======== MATERIAL

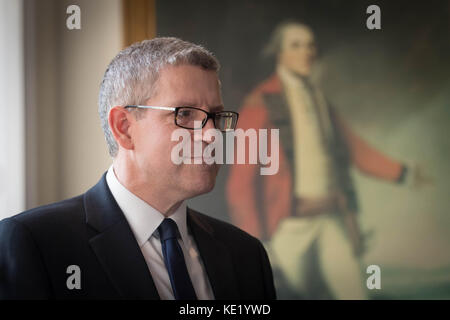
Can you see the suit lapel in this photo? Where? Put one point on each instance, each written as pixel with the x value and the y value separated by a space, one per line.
pixel 115 245
pixel 216 257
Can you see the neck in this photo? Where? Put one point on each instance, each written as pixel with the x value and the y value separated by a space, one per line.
pixel 161 200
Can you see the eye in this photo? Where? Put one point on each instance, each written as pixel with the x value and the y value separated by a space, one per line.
pixel 295 44
pixel 184 113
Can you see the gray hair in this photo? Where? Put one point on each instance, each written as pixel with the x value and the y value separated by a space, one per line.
pixel 130 78
pixel 273 47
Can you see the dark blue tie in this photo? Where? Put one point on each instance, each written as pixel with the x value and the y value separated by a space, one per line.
pixel 174 260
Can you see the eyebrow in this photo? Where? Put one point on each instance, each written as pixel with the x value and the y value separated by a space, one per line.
pixel 217 108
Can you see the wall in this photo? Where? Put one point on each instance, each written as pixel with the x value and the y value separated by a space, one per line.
pixel 66 151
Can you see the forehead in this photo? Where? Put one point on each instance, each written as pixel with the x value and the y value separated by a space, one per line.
pixel 296 33
pixel 188 83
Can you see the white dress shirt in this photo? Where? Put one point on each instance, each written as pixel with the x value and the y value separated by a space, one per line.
pixel 314 176
pixel 144 221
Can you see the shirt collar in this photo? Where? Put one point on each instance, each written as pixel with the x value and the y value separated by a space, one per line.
pixel 143 219
pixel 288 77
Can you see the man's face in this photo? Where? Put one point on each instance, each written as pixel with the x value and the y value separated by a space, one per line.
pixel 183 85
pixel 298 50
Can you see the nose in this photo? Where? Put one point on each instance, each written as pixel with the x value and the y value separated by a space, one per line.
pixel 207 130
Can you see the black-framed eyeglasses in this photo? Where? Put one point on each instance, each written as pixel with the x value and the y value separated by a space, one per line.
pixel 195 118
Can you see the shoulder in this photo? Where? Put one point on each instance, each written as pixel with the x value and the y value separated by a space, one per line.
pixel 225 232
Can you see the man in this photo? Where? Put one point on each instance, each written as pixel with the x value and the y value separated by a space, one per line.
pixel 131 236
pixel 307 210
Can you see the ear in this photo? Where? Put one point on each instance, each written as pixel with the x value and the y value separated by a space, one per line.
pixel 120 121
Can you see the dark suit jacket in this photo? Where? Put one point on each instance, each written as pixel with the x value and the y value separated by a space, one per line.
pixel 90 231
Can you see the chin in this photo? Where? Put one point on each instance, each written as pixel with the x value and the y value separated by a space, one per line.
pixel 200 184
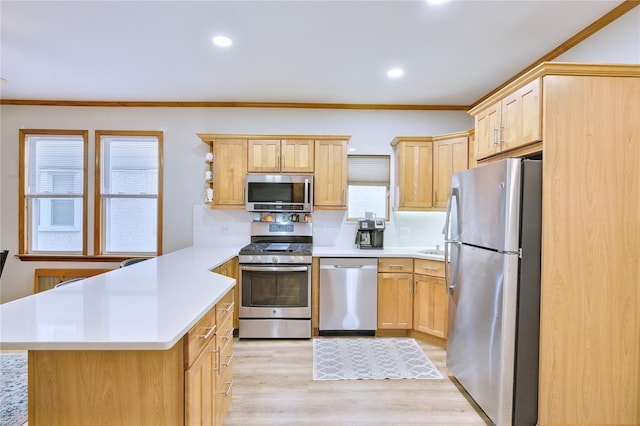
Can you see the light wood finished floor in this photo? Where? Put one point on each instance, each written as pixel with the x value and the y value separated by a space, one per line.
pixel 273 385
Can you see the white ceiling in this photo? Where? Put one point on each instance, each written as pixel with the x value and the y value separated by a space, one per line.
pixel 284 51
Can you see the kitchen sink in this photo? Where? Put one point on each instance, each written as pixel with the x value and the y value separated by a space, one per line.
pixel 435 252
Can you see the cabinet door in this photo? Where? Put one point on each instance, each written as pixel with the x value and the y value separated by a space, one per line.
pixel 263 156
pixel 521 117
pixel 431 306
pixel 199 389
pixel 414 170
pixel 330 177
pixel 487 124
pixel 297 156
pixel 395 300
pixel 449 156
pixel 229 171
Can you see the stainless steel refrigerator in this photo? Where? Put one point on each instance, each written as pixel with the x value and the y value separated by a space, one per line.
pixel 492 248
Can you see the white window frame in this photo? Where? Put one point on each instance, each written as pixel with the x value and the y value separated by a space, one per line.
pixel 28 198
pixel 368 170
pixel 102 198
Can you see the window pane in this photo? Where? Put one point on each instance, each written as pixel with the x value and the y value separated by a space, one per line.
pixel 367 198
pixel 368 181
pixel 130 165
pixel 55 225
pixel 62 212
pixel 129 192
pixel 130 225
pixel 56 164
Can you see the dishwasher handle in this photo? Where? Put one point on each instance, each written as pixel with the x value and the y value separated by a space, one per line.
pixel 348 267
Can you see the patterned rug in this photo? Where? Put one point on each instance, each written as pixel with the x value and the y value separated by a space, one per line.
pixel 370 358
pixel 13 389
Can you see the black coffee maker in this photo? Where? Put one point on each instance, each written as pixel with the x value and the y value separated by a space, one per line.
pixel 370 233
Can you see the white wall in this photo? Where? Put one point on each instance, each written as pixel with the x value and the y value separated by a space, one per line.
pixel 186 220
pixel 184 166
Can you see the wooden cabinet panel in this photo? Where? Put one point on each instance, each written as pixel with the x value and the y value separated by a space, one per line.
pixel 590 306
pixel 435 268
pixel 330 176
pixel 263 156
pixel 106 387
pixel 230 269
pixel 521 117
pixel 224 369
pixel 281 156
pixel 487 124
pixel 229 171
pixel 450 155
pixel 200 336
pixel 431 301
pixel 511 123
pixel 395 264
pixel 297 156
pixel 395 300
pixel 431 305
pixel 200 403
pixel 414 174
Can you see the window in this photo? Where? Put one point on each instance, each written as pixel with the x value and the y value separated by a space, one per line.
pixel 128 201
pixel 53 191
pixel 368 182
pixel 55 198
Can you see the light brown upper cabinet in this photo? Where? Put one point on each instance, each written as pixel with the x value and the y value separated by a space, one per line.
pixel 590 304
pixel 510 123
pixel 413 173
pixel 330 176
pixel 280 156
pixel 423 169
pixel 450 155
pixel 229 170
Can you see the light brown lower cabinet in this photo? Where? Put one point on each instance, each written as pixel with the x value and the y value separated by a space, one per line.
pixel 430 300
pixel 188 384
pixel 395 293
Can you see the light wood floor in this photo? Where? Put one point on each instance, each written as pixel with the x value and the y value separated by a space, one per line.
pixel 273 385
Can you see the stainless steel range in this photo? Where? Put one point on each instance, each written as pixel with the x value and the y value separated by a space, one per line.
pixel 275 281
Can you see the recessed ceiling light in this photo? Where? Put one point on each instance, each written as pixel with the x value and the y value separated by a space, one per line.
pixel 395 72
pixel 222 41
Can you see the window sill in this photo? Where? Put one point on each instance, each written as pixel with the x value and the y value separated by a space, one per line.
pixel 72 258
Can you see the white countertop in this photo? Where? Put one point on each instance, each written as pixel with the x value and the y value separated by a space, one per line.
pixel 149 305
pixel 146 306
pixel 415 252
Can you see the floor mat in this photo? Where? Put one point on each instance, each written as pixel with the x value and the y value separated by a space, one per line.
pixel 371 358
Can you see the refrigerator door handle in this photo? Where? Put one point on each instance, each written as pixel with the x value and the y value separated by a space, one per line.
pixel 450 279
pixel 446 230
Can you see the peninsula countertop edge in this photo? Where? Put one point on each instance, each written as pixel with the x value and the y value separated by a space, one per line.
pixel 150 305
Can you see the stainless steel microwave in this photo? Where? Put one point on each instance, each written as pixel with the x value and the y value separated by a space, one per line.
pixel 279 193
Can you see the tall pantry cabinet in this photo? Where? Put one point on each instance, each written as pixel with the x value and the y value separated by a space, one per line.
pixel 589 136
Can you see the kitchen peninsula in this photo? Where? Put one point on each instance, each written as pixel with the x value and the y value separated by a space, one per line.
pixel 131 346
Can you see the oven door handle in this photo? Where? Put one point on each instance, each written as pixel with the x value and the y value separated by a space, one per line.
pixel 275 268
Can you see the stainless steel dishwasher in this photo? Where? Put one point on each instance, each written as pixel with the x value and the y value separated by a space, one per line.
pixel 348 296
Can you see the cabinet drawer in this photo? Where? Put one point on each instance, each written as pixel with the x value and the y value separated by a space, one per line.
pixel 224 338
pixel 434 268
pixel 395 264
pixel 224 307
pixel 199 336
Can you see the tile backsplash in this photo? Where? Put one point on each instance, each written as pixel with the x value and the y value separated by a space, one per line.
pixel 225 228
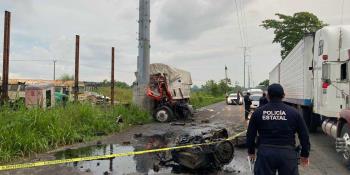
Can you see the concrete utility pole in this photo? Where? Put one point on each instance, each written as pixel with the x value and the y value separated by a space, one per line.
pixel 112 78
pixel 54 69
pixel 244 62
pixel 6 56
pixel 226 79
pixel 76 75
pixel 143 59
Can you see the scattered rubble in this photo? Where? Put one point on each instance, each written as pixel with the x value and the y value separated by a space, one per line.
pixel 205 121
pixel 119 120
pixel 138 135
pixel 178 124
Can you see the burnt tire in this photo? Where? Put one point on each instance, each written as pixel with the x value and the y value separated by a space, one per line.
pixel 345 134
pixel 224 152
pixel 163 114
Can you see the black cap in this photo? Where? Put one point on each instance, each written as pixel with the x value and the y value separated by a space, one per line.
pixel 275 91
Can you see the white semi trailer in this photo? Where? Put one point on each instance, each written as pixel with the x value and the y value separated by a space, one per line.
pixel 316 79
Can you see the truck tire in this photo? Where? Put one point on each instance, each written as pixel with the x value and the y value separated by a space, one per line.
pixel 310 119
pixel 163 114
pixel 315 122
pixel 345 133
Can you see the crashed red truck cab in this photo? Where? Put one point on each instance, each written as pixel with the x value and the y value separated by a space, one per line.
pixel 169 90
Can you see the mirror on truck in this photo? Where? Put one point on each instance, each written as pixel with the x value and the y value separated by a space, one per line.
pixel 326 72
pixel 344 71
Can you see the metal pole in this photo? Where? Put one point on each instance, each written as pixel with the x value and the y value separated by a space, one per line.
pixel 76 76
pixel 6 55
pixel 112 78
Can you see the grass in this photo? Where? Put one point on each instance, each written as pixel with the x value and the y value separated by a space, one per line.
pixel 123 95
pixel 25 132
pixel 201 99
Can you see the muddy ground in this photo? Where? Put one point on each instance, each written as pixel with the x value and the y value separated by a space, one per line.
pixel 324 159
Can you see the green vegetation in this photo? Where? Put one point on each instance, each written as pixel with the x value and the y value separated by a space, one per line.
pixel 201 99
pixel 123 95
pixel 289 30
pixel 25 132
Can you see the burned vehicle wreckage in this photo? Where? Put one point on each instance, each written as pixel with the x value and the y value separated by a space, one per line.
pixel 211 151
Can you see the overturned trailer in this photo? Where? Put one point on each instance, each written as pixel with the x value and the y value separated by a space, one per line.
pixel 169 89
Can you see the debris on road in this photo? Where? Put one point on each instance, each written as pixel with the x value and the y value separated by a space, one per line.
pixel 138 135
pixel 178 124
pixel 205 121
pixel 126 143
pixel 211 156
pixel 119 120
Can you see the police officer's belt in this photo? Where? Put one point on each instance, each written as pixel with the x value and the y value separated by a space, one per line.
pixel 278 146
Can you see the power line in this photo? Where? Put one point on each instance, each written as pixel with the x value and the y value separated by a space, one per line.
pixel 342 13
pixel 239 24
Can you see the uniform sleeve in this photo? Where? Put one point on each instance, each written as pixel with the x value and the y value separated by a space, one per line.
pixel 303 136
pixel 251 134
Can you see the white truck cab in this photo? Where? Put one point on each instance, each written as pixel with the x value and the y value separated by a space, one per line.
pixel 316 79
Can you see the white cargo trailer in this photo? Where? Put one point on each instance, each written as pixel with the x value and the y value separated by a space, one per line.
pixel 316 79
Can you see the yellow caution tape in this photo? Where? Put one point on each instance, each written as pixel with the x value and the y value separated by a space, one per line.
pixel 55 162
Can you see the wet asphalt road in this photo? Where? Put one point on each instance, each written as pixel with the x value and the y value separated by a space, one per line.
pixel 324 159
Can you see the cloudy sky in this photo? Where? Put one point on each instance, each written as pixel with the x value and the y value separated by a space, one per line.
pixel 196 35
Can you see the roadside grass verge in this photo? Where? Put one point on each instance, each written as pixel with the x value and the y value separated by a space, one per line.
pixel 123 95
pixel 201 99
pixel 25 132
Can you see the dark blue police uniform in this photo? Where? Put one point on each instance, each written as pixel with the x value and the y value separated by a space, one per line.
pixel 276 123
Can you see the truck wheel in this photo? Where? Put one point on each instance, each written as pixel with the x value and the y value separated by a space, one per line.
pixel 345 134
pixel 315 121
pixel 309 118
pixel 163 114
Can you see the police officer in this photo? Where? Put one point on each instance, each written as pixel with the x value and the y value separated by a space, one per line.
pixel 263 100
pixel 247 103
pixel 277 124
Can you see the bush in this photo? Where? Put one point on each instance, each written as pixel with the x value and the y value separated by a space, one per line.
pixel 27 131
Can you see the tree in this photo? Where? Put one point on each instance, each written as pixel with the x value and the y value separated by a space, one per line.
pixel 66 77
pixel 121 84
pixel 195 88
pixel 289 30
pixel 264 83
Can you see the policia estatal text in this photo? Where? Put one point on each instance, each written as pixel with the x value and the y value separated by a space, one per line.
pixel 276 123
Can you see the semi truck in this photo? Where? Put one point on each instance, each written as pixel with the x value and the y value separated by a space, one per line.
pixel 169 90
pixel 316 79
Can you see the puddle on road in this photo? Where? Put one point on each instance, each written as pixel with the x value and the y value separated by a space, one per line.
pixel 122 165
pixel 140 164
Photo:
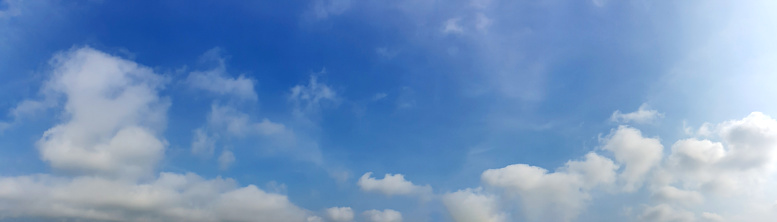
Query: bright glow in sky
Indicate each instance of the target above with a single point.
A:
(387, 111)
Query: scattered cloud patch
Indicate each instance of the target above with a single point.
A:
(323, 9)
(473, 205)
(310, 98)
(113, 116)
(387, 215)
(557, 196)
(451, 26)
(218, 81)
(391, 184)
(339, 214)
(226, 159)
(202, 144)
(639, 154)
(642, 116)
(109, 141)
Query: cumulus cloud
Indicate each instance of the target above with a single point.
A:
(113, 115)
(387, 215)
(699, 180)
(557, 196)
(339, 214)
(226, 159)
(110, 141)
(310, 98)
(391, 184)
(643, 115)
(665, 213)
(637, 153)
(218, 81)
(451, 26)
(470, 205)
(202, 144)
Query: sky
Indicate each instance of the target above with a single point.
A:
(388, 111)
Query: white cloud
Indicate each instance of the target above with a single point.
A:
(471, 205)
(274, 137)
(109, 140)
(310, 98)
(170, 197)
(217, 80)
(113, 115)
(482, 22)
(322, 9)
(391, 185)
(239, 124)
(452, 26)
(557, 196)
(638, 153)
(202, 144)
(670, 194)
(339, 214)
(379, 96)
(643, 115)
(387, 53)
(387, 215)
(711, 217)
(226, 159)
(665, 213)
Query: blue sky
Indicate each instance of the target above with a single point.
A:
(345, 110)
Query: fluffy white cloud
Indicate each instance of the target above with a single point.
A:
(308, 99)
(637, 153)
(670, 194)
(339, 214)
(642, 115)
(557, 196)
(218, 81)
(452, 26)
(202, 144)
(472, 205)
(226, 159)
(109, 140)
(665, 213)
(387, 215)
(391, 185)
(113, 115)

================

● WRITTEN INSTRUCTION
Render the part of the lines above that opens with the line containing "Can you see the muddy" and closes with the line containing "pixel 211 151" as a numbered list, leaving out any blank lines.

● TASK RESULT
1. Can you see the muddy ground in this photo? Where? Put one point on each instance, each written as pixel with the x value and the y value separated by a space, one per line.
2. pixel 324 159
3. Can you see the green vegetation in this photo? Where? Put one point on each instance, each written as pixel with the x value and the y value separated by a space, one per line.
4. pixel 201 99
5. pixel 123 95
6. pixel 289 30
7. pixel 25 132
8. Can you see the burned vehicle wreckage in this photo? Where? Put one point on each instance, each written as pixel with the x value and the y value separated by a space, one per line.
9. pixel 211 151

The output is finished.